=== Reading passage ===

Skip to content

spoud/kafka-topic-compare

Folders and files

NameName
Last commit message
Last commit date

Latest commit

 

History

30 Commits
 
 
 
 
 
 
 
 
 
 
 
 
 
 
 
 
 
 
 
 
 
 

Repository files navigation

kafka-topic-compare

A powerful tool for comparing or diff two Kafka topics, designed for developers and operators who need to verify data consistency between Kafka clusters or topics.

Features

  • Compares two Kafka topics for differences in messages, keys, values, and headers
  • Detects:
    • Messages only in topic A or B
    • Duplicate messages in either topic
    • Messages with the same key and value but different headers
    • Out-of-order messages
  • CLI tool, easy to run locally or in CI/CD
  • Supports large topics and configurable message limits
  • Support compacted topics where we check that the latest key versions / timestamps match
  • Automated tests and dependency updates via GitHub Actions and Dependabot
  • Log differences in topic properties

Installation

You can download the latest release from the Releases page or use this direct link:

curl -L https://github.com/spoud/kafka-topic-compare/releases/latest/download/kafka-topic-compare-1.0-SNAPSHOT-runner.jar -L -o kafka-topic-compare.jar
java -jar kafka-topic-compare.jar \
  --bootstrapA localhost:9092 --topicA topicA \
  --bootstrapB localhost:9093 --topicB topicB \
  --maxMessages 100

Requirements:

  • Java 17 or newer
  • Maven (or use the included mvnw wrapper)

Clone the repository and build the project:

./mvnw clean package

The built JAR will be in target/quarkus-app/quarkus-run.jar.

=== Records shown ===

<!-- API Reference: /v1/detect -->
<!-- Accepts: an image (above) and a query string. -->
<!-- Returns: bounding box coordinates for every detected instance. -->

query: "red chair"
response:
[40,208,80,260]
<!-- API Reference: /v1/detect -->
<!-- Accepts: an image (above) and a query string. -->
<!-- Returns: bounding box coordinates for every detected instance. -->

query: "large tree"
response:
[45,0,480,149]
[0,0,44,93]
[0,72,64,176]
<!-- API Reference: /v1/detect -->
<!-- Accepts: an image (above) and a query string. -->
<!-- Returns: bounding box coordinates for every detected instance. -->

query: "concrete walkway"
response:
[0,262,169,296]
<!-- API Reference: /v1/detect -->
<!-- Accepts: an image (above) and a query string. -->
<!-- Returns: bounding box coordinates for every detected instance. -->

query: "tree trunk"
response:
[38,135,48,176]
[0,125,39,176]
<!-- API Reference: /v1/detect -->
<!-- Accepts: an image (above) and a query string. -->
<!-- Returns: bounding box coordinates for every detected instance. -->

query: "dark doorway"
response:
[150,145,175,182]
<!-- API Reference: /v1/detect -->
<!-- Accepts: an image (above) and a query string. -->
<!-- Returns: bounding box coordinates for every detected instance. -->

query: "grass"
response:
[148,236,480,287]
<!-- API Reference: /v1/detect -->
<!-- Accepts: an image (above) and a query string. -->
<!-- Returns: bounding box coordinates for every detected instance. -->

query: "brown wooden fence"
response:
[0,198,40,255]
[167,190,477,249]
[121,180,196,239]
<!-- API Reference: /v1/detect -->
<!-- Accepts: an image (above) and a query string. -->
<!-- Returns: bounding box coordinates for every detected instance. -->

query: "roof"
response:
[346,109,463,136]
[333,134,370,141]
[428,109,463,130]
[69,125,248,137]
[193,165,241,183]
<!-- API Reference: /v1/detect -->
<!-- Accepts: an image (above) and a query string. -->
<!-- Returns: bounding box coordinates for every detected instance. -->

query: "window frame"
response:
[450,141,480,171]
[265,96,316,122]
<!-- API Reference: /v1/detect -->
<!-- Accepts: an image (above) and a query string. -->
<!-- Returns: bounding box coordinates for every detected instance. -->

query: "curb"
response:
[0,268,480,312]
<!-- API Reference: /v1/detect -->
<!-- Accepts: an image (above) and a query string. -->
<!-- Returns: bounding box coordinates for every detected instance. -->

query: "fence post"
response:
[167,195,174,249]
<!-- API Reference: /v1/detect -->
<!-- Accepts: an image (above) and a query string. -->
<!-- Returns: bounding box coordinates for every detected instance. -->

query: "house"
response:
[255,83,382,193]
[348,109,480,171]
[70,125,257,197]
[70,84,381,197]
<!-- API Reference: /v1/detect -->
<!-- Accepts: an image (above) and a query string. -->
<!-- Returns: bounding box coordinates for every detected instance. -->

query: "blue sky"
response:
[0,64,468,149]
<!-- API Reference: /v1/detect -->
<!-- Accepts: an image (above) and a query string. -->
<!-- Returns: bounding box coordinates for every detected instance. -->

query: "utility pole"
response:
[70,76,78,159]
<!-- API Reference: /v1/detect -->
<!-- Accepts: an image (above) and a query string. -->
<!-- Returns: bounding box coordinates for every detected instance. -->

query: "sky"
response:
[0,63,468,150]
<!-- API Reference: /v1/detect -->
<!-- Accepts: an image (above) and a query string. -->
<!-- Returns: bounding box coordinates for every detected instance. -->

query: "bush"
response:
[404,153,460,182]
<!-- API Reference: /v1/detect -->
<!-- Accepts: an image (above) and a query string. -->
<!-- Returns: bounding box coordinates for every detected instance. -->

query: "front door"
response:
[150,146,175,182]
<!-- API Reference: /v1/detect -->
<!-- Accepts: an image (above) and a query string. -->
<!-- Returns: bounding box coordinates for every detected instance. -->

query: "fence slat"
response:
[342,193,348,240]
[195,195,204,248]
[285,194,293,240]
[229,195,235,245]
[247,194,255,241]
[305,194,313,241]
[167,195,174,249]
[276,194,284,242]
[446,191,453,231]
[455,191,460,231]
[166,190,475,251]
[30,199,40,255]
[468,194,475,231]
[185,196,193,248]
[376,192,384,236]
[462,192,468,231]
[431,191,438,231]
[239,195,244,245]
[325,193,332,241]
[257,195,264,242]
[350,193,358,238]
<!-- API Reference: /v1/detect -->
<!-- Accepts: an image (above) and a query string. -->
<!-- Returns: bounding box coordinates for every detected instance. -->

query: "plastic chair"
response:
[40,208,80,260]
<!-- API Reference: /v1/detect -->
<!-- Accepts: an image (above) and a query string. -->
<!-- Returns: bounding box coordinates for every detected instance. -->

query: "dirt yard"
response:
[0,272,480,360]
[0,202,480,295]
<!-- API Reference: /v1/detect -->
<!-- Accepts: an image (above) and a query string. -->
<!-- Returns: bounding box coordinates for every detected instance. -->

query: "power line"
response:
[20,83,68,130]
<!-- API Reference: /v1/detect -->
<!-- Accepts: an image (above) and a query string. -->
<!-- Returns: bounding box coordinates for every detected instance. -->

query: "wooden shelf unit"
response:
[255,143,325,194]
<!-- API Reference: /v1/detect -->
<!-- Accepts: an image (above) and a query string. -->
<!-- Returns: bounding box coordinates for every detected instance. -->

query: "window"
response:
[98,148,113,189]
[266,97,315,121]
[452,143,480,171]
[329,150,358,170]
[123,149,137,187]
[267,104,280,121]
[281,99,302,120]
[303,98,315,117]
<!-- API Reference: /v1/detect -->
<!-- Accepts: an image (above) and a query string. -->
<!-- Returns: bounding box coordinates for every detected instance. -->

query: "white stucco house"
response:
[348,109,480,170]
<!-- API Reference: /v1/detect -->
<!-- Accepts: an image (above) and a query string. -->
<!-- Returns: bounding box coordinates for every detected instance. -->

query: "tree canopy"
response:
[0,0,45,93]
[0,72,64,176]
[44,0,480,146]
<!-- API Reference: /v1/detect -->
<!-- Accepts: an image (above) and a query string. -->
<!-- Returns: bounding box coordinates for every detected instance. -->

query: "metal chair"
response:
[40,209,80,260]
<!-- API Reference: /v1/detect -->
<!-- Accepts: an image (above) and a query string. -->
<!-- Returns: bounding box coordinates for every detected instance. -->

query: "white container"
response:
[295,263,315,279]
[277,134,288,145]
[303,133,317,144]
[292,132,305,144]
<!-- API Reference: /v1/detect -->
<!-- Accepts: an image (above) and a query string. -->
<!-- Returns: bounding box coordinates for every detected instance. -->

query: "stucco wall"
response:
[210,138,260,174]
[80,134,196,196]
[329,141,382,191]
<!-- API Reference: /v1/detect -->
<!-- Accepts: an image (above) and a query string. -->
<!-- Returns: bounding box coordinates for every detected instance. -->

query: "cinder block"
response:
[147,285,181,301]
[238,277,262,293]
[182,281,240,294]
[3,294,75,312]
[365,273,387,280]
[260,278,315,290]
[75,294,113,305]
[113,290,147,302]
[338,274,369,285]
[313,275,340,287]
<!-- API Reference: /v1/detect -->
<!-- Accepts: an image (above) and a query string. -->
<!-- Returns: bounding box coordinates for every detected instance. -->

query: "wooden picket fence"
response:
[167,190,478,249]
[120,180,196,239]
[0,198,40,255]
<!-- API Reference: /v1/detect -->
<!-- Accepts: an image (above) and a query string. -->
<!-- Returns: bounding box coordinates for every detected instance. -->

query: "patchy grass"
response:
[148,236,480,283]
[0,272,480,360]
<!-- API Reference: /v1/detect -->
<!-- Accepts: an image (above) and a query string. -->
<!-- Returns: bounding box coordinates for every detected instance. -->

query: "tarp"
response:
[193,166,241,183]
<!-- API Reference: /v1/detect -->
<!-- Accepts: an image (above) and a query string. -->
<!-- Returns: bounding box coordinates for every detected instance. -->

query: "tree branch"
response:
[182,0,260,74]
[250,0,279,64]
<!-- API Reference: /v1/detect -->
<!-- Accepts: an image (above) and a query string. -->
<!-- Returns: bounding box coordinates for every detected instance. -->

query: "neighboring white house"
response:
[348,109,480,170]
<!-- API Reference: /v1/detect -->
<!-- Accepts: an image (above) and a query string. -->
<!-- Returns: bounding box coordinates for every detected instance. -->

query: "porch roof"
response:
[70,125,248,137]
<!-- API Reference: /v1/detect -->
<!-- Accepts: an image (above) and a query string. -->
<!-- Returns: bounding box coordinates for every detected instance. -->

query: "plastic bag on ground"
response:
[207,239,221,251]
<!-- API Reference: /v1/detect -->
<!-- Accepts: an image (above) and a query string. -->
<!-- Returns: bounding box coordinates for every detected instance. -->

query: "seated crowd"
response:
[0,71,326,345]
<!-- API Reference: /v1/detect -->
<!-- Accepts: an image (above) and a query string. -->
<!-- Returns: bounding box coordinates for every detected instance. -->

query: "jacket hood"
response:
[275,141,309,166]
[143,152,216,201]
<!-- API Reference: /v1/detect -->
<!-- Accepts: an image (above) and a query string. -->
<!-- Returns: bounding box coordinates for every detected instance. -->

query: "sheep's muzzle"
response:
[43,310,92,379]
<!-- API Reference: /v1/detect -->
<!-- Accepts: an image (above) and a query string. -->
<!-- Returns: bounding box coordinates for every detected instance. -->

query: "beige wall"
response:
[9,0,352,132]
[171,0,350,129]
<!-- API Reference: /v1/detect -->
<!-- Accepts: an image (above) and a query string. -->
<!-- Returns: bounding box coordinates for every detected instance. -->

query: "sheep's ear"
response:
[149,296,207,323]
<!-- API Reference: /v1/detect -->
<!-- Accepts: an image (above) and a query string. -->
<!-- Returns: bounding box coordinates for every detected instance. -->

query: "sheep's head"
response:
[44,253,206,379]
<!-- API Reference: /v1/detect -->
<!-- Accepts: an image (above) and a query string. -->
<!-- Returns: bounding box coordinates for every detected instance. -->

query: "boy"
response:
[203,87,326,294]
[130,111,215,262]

===

- **Aim**:
According to the kafka-topic-compare page above, who is the tool designed for, and what do they need it for? Answer in one to three sentences.

- **In response**:
The tool is designed for developers and operators. They need to verify data consistency between Kafka clusters or topics, and the tool does this by comparing or diffing two Kafka topics.